* [Document passage]:

>>>>

The two main reasons for the leprosy prevention law were that foreigners visiting Japan after the Meiji Restoration (1868) were very much surprised to find leprosy sufferers wandering at large, and claimed that something should be done about it and the Japanese Government was worried about a large number of people with the condition among those who were examined for the draft at age 20.

==Kyushu Sanatorium==

- April 1, 1909: The Kyushu Leprosy Sanatorium, serving seven prefectures, opened. (Director: Masayuki Kawamura )
- 1910: Name changed to Kyushu Sanatorium.
- 1926: Jichi Kai (Patients' Association) started.
- 1934: Matsuki Miyazaki became director of the sanatorium.
- 1940: 157 patients of Honmyoji settlements forcibly hospitalized.
- Feb 3, 1941: 58 patients from Kaishun Hospital accepted.

==National Sanatorium Kikuchi Keifuen==
- July 1, 1941: Name changed to National Sanatorium Kikuchi Keifuen.
- May 13, 1945: Air raid in which two patients were killed.
- May 1951: The first issue of the "Kikuchi-no" journal of Jichi Kai.
- Jun 1951: Main Building opened.

<<<<

* [Material supplied]:
>>>>

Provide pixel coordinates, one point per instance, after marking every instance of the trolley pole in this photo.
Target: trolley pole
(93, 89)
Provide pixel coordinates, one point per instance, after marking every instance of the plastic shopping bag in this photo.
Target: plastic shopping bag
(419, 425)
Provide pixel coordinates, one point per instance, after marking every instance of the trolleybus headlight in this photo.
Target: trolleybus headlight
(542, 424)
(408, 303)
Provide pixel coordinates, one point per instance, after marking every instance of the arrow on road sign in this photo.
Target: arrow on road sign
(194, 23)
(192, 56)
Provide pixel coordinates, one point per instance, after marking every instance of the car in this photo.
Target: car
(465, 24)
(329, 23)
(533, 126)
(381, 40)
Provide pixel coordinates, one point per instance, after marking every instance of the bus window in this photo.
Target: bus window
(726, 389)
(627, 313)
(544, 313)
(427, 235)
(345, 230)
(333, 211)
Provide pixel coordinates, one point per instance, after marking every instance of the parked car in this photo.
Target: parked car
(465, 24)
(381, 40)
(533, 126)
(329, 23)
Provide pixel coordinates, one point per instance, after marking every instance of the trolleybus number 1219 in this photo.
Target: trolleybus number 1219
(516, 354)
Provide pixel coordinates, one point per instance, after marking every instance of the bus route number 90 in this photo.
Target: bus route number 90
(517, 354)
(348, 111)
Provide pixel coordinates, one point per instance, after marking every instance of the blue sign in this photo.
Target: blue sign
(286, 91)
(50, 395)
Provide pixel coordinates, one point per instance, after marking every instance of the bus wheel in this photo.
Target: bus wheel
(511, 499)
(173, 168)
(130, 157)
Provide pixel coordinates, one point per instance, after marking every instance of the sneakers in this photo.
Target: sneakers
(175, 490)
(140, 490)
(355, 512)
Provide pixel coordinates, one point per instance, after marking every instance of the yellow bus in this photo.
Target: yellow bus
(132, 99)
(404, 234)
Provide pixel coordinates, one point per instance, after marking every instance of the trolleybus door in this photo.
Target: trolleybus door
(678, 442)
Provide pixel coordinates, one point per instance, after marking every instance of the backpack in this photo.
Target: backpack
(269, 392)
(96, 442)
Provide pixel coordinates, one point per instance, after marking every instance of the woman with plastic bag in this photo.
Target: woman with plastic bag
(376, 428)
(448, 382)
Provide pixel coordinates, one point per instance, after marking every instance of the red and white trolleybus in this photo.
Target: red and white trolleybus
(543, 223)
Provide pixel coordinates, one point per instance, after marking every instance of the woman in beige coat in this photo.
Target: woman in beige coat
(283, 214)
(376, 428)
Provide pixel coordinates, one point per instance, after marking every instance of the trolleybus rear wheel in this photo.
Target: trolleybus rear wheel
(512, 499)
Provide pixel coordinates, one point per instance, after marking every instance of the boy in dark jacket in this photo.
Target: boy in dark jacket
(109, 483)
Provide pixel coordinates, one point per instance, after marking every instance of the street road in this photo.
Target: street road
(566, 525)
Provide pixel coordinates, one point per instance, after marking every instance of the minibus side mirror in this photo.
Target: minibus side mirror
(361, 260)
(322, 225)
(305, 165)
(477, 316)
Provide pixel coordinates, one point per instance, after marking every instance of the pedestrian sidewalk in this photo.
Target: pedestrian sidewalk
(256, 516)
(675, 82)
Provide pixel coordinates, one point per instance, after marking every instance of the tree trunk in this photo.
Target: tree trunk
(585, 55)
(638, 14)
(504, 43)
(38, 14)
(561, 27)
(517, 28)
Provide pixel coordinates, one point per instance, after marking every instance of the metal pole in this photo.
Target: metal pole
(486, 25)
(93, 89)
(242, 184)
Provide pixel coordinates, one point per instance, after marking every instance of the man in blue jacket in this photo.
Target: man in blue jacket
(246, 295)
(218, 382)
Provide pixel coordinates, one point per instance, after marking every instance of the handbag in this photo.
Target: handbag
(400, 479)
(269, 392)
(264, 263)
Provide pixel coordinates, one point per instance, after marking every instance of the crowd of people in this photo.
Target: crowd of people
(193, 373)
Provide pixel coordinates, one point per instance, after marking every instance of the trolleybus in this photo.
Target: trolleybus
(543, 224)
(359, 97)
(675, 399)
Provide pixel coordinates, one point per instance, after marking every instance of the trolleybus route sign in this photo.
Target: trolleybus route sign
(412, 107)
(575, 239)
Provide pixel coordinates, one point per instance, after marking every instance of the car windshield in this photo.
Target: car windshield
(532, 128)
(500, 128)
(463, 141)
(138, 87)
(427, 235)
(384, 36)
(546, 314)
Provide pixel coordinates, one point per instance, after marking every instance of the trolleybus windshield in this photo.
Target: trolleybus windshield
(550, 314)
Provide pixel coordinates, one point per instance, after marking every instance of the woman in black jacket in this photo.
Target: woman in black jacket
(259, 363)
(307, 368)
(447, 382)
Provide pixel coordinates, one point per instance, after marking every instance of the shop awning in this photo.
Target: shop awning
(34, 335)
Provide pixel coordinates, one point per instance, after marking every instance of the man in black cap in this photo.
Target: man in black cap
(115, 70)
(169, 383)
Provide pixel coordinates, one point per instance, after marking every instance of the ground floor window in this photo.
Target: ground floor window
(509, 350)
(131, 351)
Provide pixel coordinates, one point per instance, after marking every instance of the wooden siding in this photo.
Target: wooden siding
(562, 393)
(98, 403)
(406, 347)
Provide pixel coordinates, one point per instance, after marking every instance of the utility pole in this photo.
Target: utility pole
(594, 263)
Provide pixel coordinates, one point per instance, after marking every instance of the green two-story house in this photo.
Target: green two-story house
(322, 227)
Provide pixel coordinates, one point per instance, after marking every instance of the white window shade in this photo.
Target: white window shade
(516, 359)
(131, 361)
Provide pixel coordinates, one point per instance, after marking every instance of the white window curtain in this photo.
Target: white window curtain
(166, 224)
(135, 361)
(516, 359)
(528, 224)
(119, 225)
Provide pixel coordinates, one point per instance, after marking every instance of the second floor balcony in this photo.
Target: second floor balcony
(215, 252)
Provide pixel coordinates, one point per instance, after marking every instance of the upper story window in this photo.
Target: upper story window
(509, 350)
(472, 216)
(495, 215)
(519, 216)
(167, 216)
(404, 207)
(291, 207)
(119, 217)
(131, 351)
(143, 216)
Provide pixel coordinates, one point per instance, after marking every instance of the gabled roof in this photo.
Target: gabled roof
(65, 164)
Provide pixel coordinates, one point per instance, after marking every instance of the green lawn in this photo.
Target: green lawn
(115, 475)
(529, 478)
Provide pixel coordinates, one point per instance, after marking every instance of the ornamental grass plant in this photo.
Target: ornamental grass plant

<<<<

* [Work task 1]: Please extract a section of the passage on Japan's leprosy sanatorium: begin at the words "- 1940: 157" and stop after "Sanatorium Kikuchi Keifuen.".
* [Work task 2]: Summarize the passage on Japan's leprosy sanatorium in two sentences.
* [Work task 3]: Carry on the passage on Japan's leprosy sanatorium from its last entry.
You can set the lines aside, since none of them are needed.

* [Expected answer 1]:
- 1940: 157 patients of Honmyoji settlements forcibly hospitalized.
- Feb 3, 1941: 58 patients from Kaishun Hospital accepted.

==National Sanatorium Kikuchi Keifuen==
- July 1, 1941: Name changed to National Sanatorium Kikuchi Keifuen.

* [Expected answer 2]: Japan's leprosy prevention law came about because foreigners visiting after the Meiji Restoration were surprised to find leprosy sufferers wandering at large, and because the government was worried about how many draft examinees at age 20 had the condition. The Kyushu Leprosy Sanatorium opened on April 1, 1909, was renamed Kyushu Sanatorium in 1910 and then National Sanatorium Kikuchi Keifuen on July 1, 1941, and its history includes the forced hospitalization of 157 patients in 1940, a 1945 air raid that killed two patients, and the opening of its Main Building in 1951.

* [Expected answer 3]:
- Nov 1951: First patient discharged, cleared with the drug Promin.
- 1958: Matsuki Miyazaki, a segregationalist, left the Kikuchi Keifuen Sanatorium.
- Apr 1982: Kyushu Medical Center opened (center for 3 Kyushu sanatoriums).
- Apr 1996: The 1953 Leprosy Prevention Law was abolished and residents (ex-patients) have been encouraged to leave the sanatorium.
- Jul 1998: The trial for compensation started.
- May 11, 2001: The trial for compensation ruled that the previous Leprosy Prevention laws were unconstitutional.
- May 25, 2001: The result of the trial for compensation was confirmed. Compensation of 8,000,000 yen to 14,000,000 yen was given to patients depending on the duration of the unconstitutional periods for which they had been detained.
- Apr 1998: Dermatology clinic opened for health insurance system.
- Dec 2006: Keifuen Museum opened. (Open Mon-Fri. 11 a.m.-4 p.m.)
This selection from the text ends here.